- PASSAGE:
·····
He never asked the question, What would it mean for our relationship if I shared more of my feelings?

We all have our own vulnerabilities, those fears and worries that cause us to react to disagreements by turning away from them to protect ourselves. These emotions are not easy to face, but the disagreements we have with our partners have the potential to reveal them to us.

MUTUAL VULNERABILITY: A SOURCE OF STRENGTH

When our Second Generation participants spoke of the lowest moments in their lives, a large proportion of those moments were related to intimate relationships. Deep, intimate connections are by their nature incredibly vulnerable situations. When two people who are intimate are in harmony, the effect can be exhilarating, but if the relationship falters, the result can cause intense emotional pain, feelings of betrayal, and critical self-examination. As one of our Second Generation participants, Aimee, told the Study:

My first husband is from Texas and we moved there after meeting in Arizona. We lived in a small town raising our daughters, but my husband worked in Dallas, so he had to spend nights there occasionally. A friend called me one night and said he saw my husband being intimate with another friend of ours. My husband admitted to an affair. It destroyed me, but I also felt sure that I could keep going on my own. My daughters and I moved back to Phoenix and lived for two years with my aunt and her husband. As I examined possible reasons for the breakup, I began to wonder whether I was just less fun, less exciting after our move to Texas. It was something of a blow to my self-confidence as a young woman. Could I be everything to someone, or was I lacking some essential “wife” feature?
·····
- DATASET SECTION:

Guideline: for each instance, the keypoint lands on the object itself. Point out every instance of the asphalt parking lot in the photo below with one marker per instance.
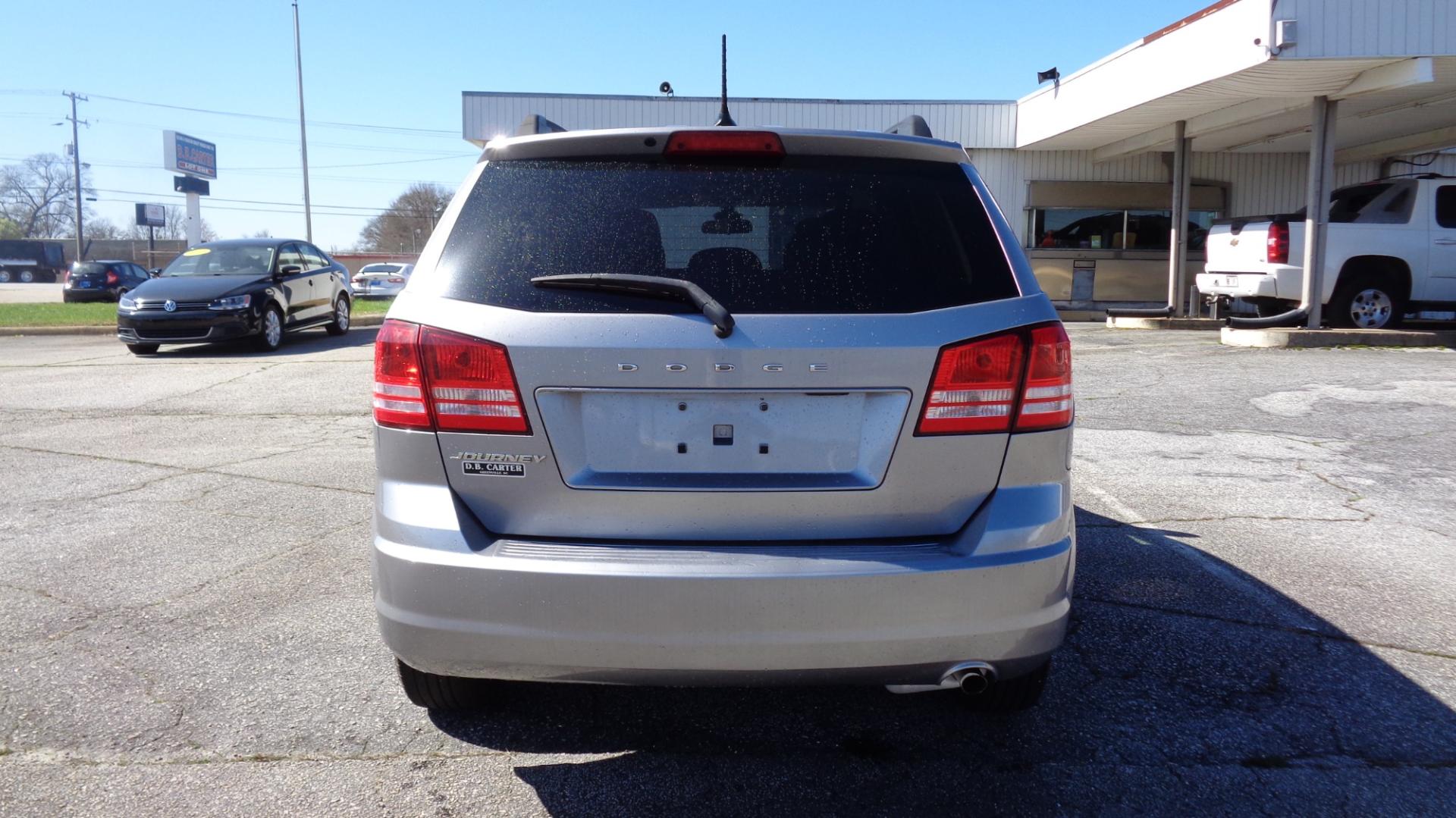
(1266, 613)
·····
- REQUIRED TASKS:
1. In the passage on vulnerability in intimate relationships, where did Aimee and her first husband meet?
2. Extend the passage on vulnerability in intimate relationships, picking up right after its last sentence.
You can leave the material aside.

- IN RESPONSE:
1. In Arizona.

2.
To have an intimate partnership with someone is to expose ourselves to risk. When we trust someone enough to build a life around our relationship with them, that person becomes a kind of keystone. If our connection to them feels precarious, the entire structure of our lives may feel more precarious, too. That can be a frightening situation. Couples often share not just finances and resources, but children, friends, and important connections to each others’ families. Worries about the relationship failing and causing a domino effect on the rest of our lives can be overwhelming, and can seep down into our perception of ourselves. We may wonder, as Aimee did, about our own fitness as a partner, and if we’re even capable of fulfilling another person’s needs.

If we’ve been hurt before, and most of us have, we might be reluctant to fully trust an important relationship. Even if we’ve been with someone for decades, we can still feel a need to protect ourselves.

Mutual, reciprocal vulnerability can lead to stronger and more secure relationships. The ability for partners to trust and be vulnerable with each other—to pause, notice their own and their partner’s emotions, and comfortably share their fears—is one of the most powerful relationship skills that a couple can cultivate. It can also relieve a lot of stress, because both partners can get the support they need without having to muster energy in an attempt to be stronger than they really are.

If we do manage to cultivate a strong and trusting bond, we’re still not out of the woods, because even the best relationships are susceptible to decay. Just as trees need water, intimate relationships are living things, and as the seasons of life pass they can’t be left to fend for themselves. They need attention, and nourishment.

THE ENDURING INFLUENCE OF INTIMATE PARTNERSHIPS

Love seems the swiftest, but it is the slowest of all growths. No man or woman really knows what perfect love is until they have been married a quarter of a century.

Mark Twain

Amazing things can happen when a relationship is nurtured over decades. On the other hand, if our most important relationship is neglected, life can devolve into isolation and loneliness.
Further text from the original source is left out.